**Prompt A**
Return the passage of the Hacker News thread on site terms and conditions verbatim, starting at "In the absence" and ending at "becomes weaker.".
**Prompt B**
Continue the Hacker News thread on site terms and conditions, picking up right after its last sentence.

Ask HN: Why have a "Terms and Conditions" on your site? - zepolen
What sort of legal protection can such a document offer?
Apart from the fact that it is very difficult to prove that a person actually agreed to a TOS when signing up, the TOS itself can't be proven to be the one agreed to.<p>The internet is transient, and there is currently no way to have a 3rd party "endorse" that a /specific/ agreement occured between two parties like with normal paper contracts, what is the point of offering a TOS on your site in the first place?<p>I can think of a myriad of possibilities where both the site and the user can exploit these issues. Like for example a website sending spam despite claiming in their TOS that they wouldn't.
======
gojomo
IANAL, but I think the most important aspect is to give you cover for the
kinds of self-protective measures you might need to take -- like
disabling/blocking certain users or IPs, deleting certain user content, etc.

In the absence of any TOS, a litigious disgruntled user might portray your
actions as unfair according to some implied standards of continued service,
etc. By making your scope of actions explicit before the fact, their argument
becomes weaker.

That is: you're unlikely to be able to hold a TOS violation against a user for
any damages, but it will provide cover for your own self-defense actions.

**Dataset extract**

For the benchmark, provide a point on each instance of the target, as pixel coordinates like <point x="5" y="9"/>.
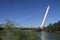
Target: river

**Expected answer A**
In the absence of any TOS, a litigious disgruntled user might portray your
actions as unfair according to some implied standards of continued service,
etc. By making your scope of actions explicit before the fact, their argument
becomes weaker.

**Expected answer B**
------
dkokelley
The TOS isn't meant to protect the users. It's the user's job to protect the
users. The TOS is to protect the site.

Say someone uses your site which provides a free service. For whatever reason,
the service is disabled for a day. Now let's say a user decides that they were
harmed by the service being down and decide to sue. It's a good thing you have
a TOS that states "The services offered through this site are provided as-is
and without warranty. We may discontinue service or cancel accounts at any
time with or without reason."

I understand that there is a potential for fraud from the site, such as when
the site decides to add a line after being sued that retroactively protects
them, but the burden of proof is on the accuser and there are ways of checking
revisions to a site (checking Google's cache or recent edit logs could help to
find the truth).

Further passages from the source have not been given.